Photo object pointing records
------------------------

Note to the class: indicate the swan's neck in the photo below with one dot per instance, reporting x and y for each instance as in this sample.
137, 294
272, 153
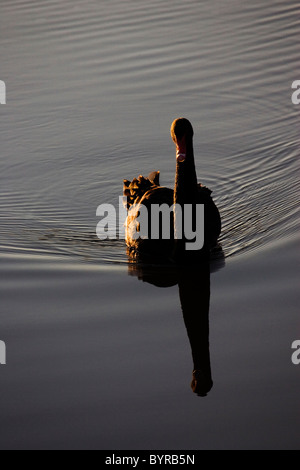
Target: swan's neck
185, 191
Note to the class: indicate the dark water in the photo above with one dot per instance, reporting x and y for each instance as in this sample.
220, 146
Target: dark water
97, 358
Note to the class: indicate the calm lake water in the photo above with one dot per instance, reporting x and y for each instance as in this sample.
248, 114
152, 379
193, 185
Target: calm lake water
96, 358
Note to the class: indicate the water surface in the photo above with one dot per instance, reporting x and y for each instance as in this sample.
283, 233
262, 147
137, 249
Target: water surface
97, 358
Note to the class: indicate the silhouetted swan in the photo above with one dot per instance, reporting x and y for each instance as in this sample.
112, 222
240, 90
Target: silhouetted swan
148, 192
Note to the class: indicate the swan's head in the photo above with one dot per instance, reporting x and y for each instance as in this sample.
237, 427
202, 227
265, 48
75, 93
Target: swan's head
181, 132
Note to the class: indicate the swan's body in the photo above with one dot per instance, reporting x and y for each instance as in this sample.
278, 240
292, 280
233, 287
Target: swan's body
147, 192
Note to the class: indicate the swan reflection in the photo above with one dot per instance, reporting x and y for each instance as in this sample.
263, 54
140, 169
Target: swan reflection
194, 293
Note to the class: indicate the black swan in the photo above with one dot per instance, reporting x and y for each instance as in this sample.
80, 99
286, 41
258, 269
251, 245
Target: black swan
144, 193
194, 291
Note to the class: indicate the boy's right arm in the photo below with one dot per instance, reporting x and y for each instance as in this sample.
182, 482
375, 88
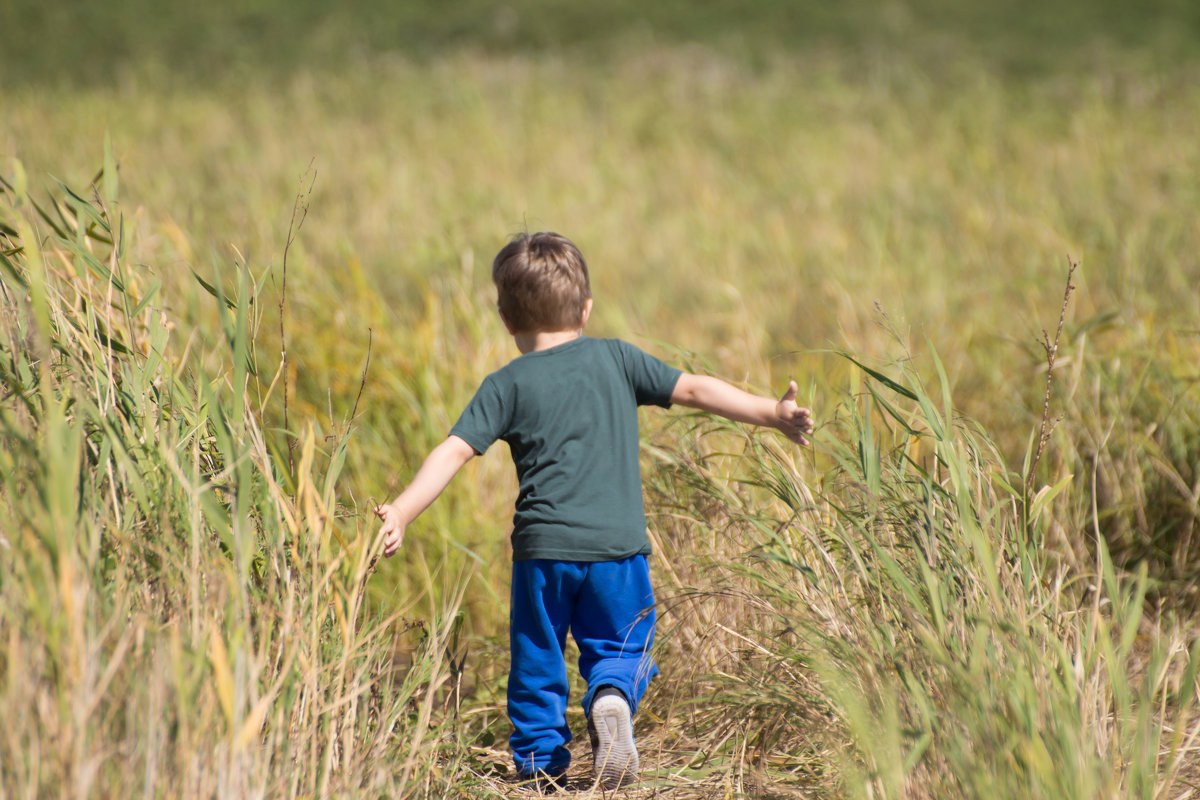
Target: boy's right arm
717, 396
439, 467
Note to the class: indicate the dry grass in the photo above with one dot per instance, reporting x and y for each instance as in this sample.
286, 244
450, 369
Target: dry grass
876, 617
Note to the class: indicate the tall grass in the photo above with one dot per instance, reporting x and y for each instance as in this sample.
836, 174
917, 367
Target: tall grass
183, 594
898, 630
183, 615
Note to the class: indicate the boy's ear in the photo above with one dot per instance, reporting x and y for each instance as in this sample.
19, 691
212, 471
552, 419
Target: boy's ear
507, 323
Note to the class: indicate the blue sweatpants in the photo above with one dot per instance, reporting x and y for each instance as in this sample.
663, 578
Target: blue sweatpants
609, 607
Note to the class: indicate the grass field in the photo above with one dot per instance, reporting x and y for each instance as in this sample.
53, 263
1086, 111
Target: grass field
981, 581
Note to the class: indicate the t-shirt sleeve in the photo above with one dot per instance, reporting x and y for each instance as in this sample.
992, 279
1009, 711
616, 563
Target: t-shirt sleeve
651, 378
485, 417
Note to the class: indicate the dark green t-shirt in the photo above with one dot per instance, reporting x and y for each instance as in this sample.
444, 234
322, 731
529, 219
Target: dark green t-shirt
569, 415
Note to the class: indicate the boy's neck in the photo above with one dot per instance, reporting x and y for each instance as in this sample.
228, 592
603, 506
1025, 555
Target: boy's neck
538, 341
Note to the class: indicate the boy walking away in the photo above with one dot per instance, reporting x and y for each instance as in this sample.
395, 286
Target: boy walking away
568, 409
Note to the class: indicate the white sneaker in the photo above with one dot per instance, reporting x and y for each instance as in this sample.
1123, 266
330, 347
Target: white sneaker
611, 727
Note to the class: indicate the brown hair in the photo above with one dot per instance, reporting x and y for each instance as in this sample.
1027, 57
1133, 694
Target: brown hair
543, 283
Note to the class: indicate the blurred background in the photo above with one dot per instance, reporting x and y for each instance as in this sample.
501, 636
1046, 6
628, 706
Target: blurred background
762, 190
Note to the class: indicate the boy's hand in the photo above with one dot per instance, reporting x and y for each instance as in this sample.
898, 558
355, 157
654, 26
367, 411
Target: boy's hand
796, 422
393, 529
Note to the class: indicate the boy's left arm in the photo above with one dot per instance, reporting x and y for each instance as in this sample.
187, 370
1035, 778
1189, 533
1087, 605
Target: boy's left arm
715, 396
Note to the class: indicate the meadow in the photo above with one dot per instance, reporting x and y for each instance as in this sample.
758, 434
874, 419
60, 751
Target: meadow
244, 292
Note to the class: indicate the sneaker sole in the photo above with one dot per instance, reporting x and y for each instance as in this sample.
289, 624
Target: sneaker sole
616, 756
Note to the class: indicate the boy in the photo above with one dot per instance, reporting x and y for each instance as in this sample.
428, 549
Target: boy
568, 409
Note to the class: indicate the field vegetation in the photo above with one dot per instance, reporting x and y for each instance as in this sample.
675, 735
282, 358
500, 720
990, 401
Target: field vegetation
244, 288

------------------------

= What the task requires =
Output the data above without changes, apart from leaving out the pictures.

= Answer to the task =
Note to the class: indicate the swan's neck in the photo below with one dot per instance, reporting x and y for each instance as in this sample.
137, 294
272, 153
Target: swan's neck
185, 191
Note to the class: indicate the dark water in the photo above with one dot per instance, reporting x and y for each instance as in this sample.
220, 146
Target: dark water
97, 358
Note to the class: indicate the calm lake water in the photo above with one dot per instance, reporting x and y for each instance as in this sample.
248, 114
152, 379
193, 185
Target: calm lake water
96, 358
Note to the class: indicate the water surface in the photo above with one dot per instance, reporting x and y for each instance as in this sample.
283, 233
262, 147
137, 249
Target: water surface
97, 358
Note to the class: indicate the silhouetted swan in the photo above with one dot per instance, reporting x and y for each instance as in this sample.
112, 222
240, 90
Target: silhouetted swan
148, 192
Note to the class: indicate the swan's head in the photo above with one dot per instance, reporting x and y for each instance as in this sample.
237, 427
202, 227
265, 48
75, 93
Target: swan's head
181, 132
Note to the class: indicate the swan's body in the photo above with one dot per instance, reporting x and y for each instance as in this sample.
278, 240
292, 280
233, 287
Target: swan's body
147, 192
Note to the class: indicate the swan reflection in the photo above with one dot per instance, reporting x and y for each instance as in this sample.
263, 54
140, 169
Target: swan reflection
194, 293
Note to the class: indicate the black swan in the photo above with one dot per instance, reporting x and y for each instance as in this sample.
80, 99
286, 41
258, 269
251, 245
Target: black swan
144, 193
194, 291
Note to the class: indicate the boy's right arm in the photo below with one dot per instance, reporting x and y for each instance as in this sample.
182, 482
375, 88
Target: boy's right arm
717, 396
439, 467
Note to the class: indicate the dry grass in the photo above with one dot per instance, reporting x and y for each instance as in this sample.
286, 244
450, 369
Target: dry grass
876, 617
Note to the class: indicate the tall grass in the photo above with one dot per instance, reporting x and y for each instance as in this sample.
836, 174
917, 367
Target: tall grass
183, 594
898, 630
183, 615
Note to the class: indicate the boy's ear in the photo above with one dot per instance, reporting x and y for each instance as in this sample.
19, 691
212, 471
552, 419
Target: boy's ear
507, 323
Note to the class: indicate the blue sweatpants in the photo above with one dot per instance, reporting x and y for each instance as in this sample.
663, 578
Target: blue sweatpants
609, 607
Note to the class: indicate the grass field in the photo above with one dot per instance, reporting x and y for each instance as in this sample.
53, 263
1086, 111
Target: grass field
981, 581
Note to the class: indicate the t-shirt sleeve in the photo above with one dot per instance, reporting x and y for each instance as in this sample.
992, 279
1009, 711
616, 563
Target: t-shirt sleeve
651, 378
485, 417
Note to the class: indicate the dark green t-shirt in the photo above with one dot per instance, reporting x and y for each instance as in this sample.
444, 234
322, 731
529, 219
Target: dark green t-shirt
569, 415
Note to the class: indicate the boy's neck in the photo above with one dot per instance, reporting x and y for each instance as in this sample.
228, 592
603, 506
1025, 555
Target: boy's neck
538, 341
Note to the class: indicate the boy walking away in the photo above with one dot per instance, reporting x and y for each instance as in this sample.
395, 286
Target: boy walking away
568, 409
Note to the class: indicate the white sneaker in the photo above with one dot per instance, reporting x and y for each instance as in this sample.
1123, 266
330, 347
Target: white sneaker
611, 727
Note to the class: indicate the brown hair in the photo above with one dot per instance, reporting x and y for each instance as in this sample.
1027, 57
1133, 694
Target: brown hair
543, 283
Note to the class: indicate the blurred background in the photo above with one dot per instance, reporting x and y for each instance as in this sample.
501, 636
1046, 6
628, 706
Target: blurred background
762, 190
Note to the class: indicate the boy's hand in the photo above with one dot per instance, reporting x and y for each instance as in this sample.
898, 558
355, 157
654, 26
367, 411
Target: boy's hand
796, 422
393, 529
Note to the class: indicate the boy's left arm in the photo above with one dot per instance, reporting x and y for each instance as in this sample.
187, 370
1035, 778
1189, 533
1087, 605
Target: boy's left arm
715, 396
Note to the class: indicate the meadow in the photo above with one dot per instance, reporting x and y for each instance as in this sample.
758, 434
874, 419
60, 751
Target: meadow
244, 292
Note to the class: indicate the sneaker sole in the photo above with one dot per instance, reporting x and y for each instance as in this sample.
289, 624
Target: sneaker sole
616, 756
Note to the class: indicate the boy in the photo above with one dot per instance, reporting x and y for each instance as in this sample.
428, 549
Target: boy
568, 409
Note to the class: indicate the field vegetation in the photo above with one dot per instance, reporting x and y for each instance as in this sample.
675, 735
282, 358
500, 720
990, 401
Target: field vegetation
244, 288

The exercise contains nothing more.